[Begin DATA SHOWN]

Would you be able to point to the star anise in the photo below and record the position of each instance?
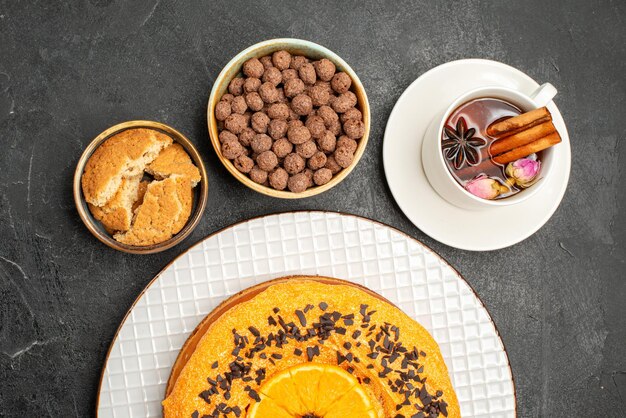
(460, 145)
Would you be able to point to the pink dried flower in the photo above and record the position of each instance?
(485, 187)
(523, 172)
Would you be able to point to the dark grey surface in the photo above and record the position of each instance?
(70, 70)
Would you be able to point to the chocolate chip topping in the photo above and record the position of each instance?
(398, 365)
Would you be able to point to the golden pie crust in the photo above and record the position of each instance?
(397, 358)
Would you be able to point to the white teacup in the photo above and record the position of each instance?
(435, 166)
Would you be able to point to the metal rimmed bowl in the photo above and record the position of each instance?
(296, 47)
(200, 192)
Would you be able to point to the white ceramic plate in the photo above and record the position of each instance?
(484, 230)
(387, 261)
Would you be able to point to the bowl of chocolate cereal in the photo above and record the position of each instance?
(140, 187)
(288, 118)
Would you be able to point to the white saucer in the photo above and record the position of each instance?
(484, 230)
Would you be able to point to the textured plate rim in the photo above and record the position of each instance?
(158, 275)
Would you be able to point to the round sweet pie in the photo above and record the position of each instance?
(309, 347)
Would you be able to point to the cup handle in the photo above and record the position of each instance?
(544, 94)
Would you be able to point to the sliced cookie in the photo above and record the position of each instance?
(125, 154)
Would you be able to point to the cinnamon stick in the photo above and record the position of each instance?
(522, 138)
(519, 123)
(525, 150)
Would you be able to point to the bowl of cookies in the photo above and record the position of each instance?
(288, 118)
(140, 187)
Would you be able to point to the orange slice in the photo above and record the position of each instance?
(313, 390)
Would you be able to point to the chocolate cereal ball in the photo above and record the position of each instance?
(328, 114)
(293, 163)
(257, 175)
(222, 110)
(309, 175)
(293, 87)
(226, 136)
(281, 95)
(266, 61)
(247, 116)
(289, 74)
(298, 183)
(341, 82)
(343, 102)
(332, 165)
(272, 75)
(315, 125)
(298, 134)
(319, 95)
(278, 111)
(295, 122)
(297, 61)
(354, 128)
(228, 98)
(261, 143)
(281, 59)
(322, 176)
(232, 149)
(327, 142)
(307, 74)
(253, 68)
(268, 92)
(259, 122)
(343, 156)
(235, 87)
(302, 104)
(239, 105)
(335, 128)
(236, 123)
(254, 101)
(277, 128)
(317, 161)
(325, 85)
(278, 179)
(245, 137)
(352, 113)
(325, 69)
(345, 141)
(282, 147)
(306, 149)
(251, 84)
(293, 115)
(243, 163)
(267, 160)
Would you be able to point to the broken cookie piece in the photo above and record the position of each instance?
(174, 160)
(135, 210)
(123, 155)
(117, 213)
(164, 212)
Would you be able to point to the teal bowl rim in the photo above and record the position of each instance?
(297, 46)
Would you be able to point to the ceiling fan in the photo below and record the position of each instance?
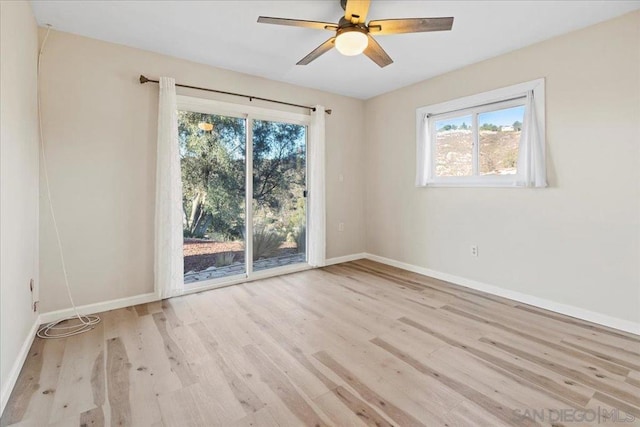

[End DATA SHOWN]

#### [AIM OF THE EXERCISE]
Set out every line of the items above as a Markdown table with the columns "Row" and "Line," numbering each row and skipping blank lines. Leave the pictures out.

#### [ANSWER TO THE PROBLEM]
| Row | Line |
|---|---|
| 1 | Would you be able to point to the star anise in the photo below and record the position of each instance? |
| 2 | (460, 145) |
| 3 | Would you be able to point to the pink dried flower in the photo above and record the position of each instance? |
| 4 | (485, 187) |
| 5 | (523, 172) |
| 6 | Would you be able to point to the dark grey surface in the photo above and record the position of each instance? |
| 7 | (70, 70) |
| 8 | Would you be able to point to the chocolate chip topping in the photo above and record the position of each instance? |
| 9 | (398, 365) |
| 10 | Would you be able to point to the golden pie crust in the photo above and record the position of each instance? |
| 11 | (397, 358) |
| 12 | Would you be able to point to the white teacup in the photo above and record the position of each instance? |
| 13 | (435, 166) |
| 14 | Would you be able to point to the metal rimmed bowl in the photo above and record the position of each instance? |
| 15 | (296, 47) |
| 16 | (200, 192) |
| 17 | Would you be able to point to the white ceramic plate in the photo above and record the position of each instance? |
| 18 | (484, 230) |
| 19 | (387, 261) |
| 20 | Would you be able to point to the bowl of chocolate cereal in the photo above and record the position of each instance? |
| 21 | (140, 187) |
| 22 | (288, 118) |
| 23 | Would you be able to point to the white saucer in the photo above and record the position of each instance? |
| 24 | (484, 230) |
| 25 | Would you be able to point to the textured plate rim in the photo above and record the position of each instance? |
| 26 | (158, 275) |
| 27 | Would you be able to point to the round sweet pie in the photo above and record the position of each instance? |
| 28 | (309, 347) |
| 29 | Would you be able to point to the cup handle in the photo above and record the position of each instance? |
| 30 | (544, 94) |
| 31 | Would you be able to point to the sliced cookie in the photo above and record the position of each instance? |
| 32 | (125, 154) |
| 33 | Would you be able to point to the cinnamon stick in the photo above and record the position of each instance? |
| 34 | (522, 138) |
| 35 | (519, 123) |
| 36 | (525, 150) |
| 37 | Would you be able to point to the bowl of cookies in the photo above and record the position of each instance? |
| 38 | (288, 118) |
| 39 | (140, 187) |
| 40 | Would you be able to point to the orange slice in the photo above and record the position of each instance? |
| 41 | (313, 390) |
| 42 | Would you be able to point to the chocolate cereal ball in the photo above and record the position of each instance? |
| 43 | (328, 114) |
| 44 | (293, 163) |
| 45 | (257, 175) |
| 46 | (222, 110) |
| 47 | (309, 175) |
| 48 | (293, 87) |
| 49 | (226, 136) |
| 50 | (281, 95) |
| 51 | (266, 61) |
| 52 | (247, 116) |
| 53 | (289, 74) |
| 54 | (298, 183) |
| 55 | (341, 82) |
| 56 | (343, 102) |
| 57 | (332, 165) |
| 58 | (272, 75) |
| 59 | (315, 125) |
| 60 | (298, 134) |
| 61 | (319, 95) |
| 62 | (278, 111) |
| 63 | (295, 122) |
| 64 | (297, 61) |
| 65 | (354, 128) |
| 66 | (228, 98) |
| 67 | (261, 143) |
| 68 | (281, 59) |
| 69 | (322, 176) |
| 70 | (232, 149) |
| 71 | (327, 142) |
| 72 | (307, 74) |
| 73 | (253, 68) |
| 74 | (268, 92) |
| 75 | (259, 122) |
| 76 | (343, 156) |
| 77 | (235, 87) |
| 78 | (302, 104) |
| 79 | (239, 105) |
| 80 | (335, 128) |
| 81 | (236, 123) |
| 82 | (254, 101) |
| 83 | (277, 128) |
| 84 | (317, 161) |
| 85 | (325, 85) |
| 86 | (278, 179) |
| 87 | (245, 137) |
| 88 | (352, 113) |
| 89 | (325, 69) |
| 90 | (345, 141) |
| 91 | (282, 147) |
| 92 | (306, 149) |
| 93 | (251, 84) |
| 94 | (293, 115) |
| 95 | (243, 163) |
| 96 | (267, 160) |
| 97 | Would you be able to point to the broken cookie piece in the photo above and record the position of each instance? |
| 98 | (174, 160) |
| 99 | (135, 210) |
| 100 | (123, 155) |
| 101 | (117, 213) |
| 102 | (164, 212) |
| 103 | Would you be able to point to the teal bowl rim in the photo above and record the position of each instance? |
| 104 | (297, 46) |
| 105 | Would you be able to point to the ceiling fan in the photo below and record the position of each instance? |